Saved entries
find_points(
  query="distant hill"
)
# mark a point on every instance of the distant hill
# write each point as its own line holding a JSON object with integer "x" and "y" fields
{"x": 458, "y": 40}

What the exercise asks:
Output every entry exactly as it appears.

Completed task:
find_points(
  query="distant hill"
)
# mark a point on every instance of the distant hill
# write each point as its own line holding a JSON object with integer "x" and "y" fields
{"x": 458, "y": 40}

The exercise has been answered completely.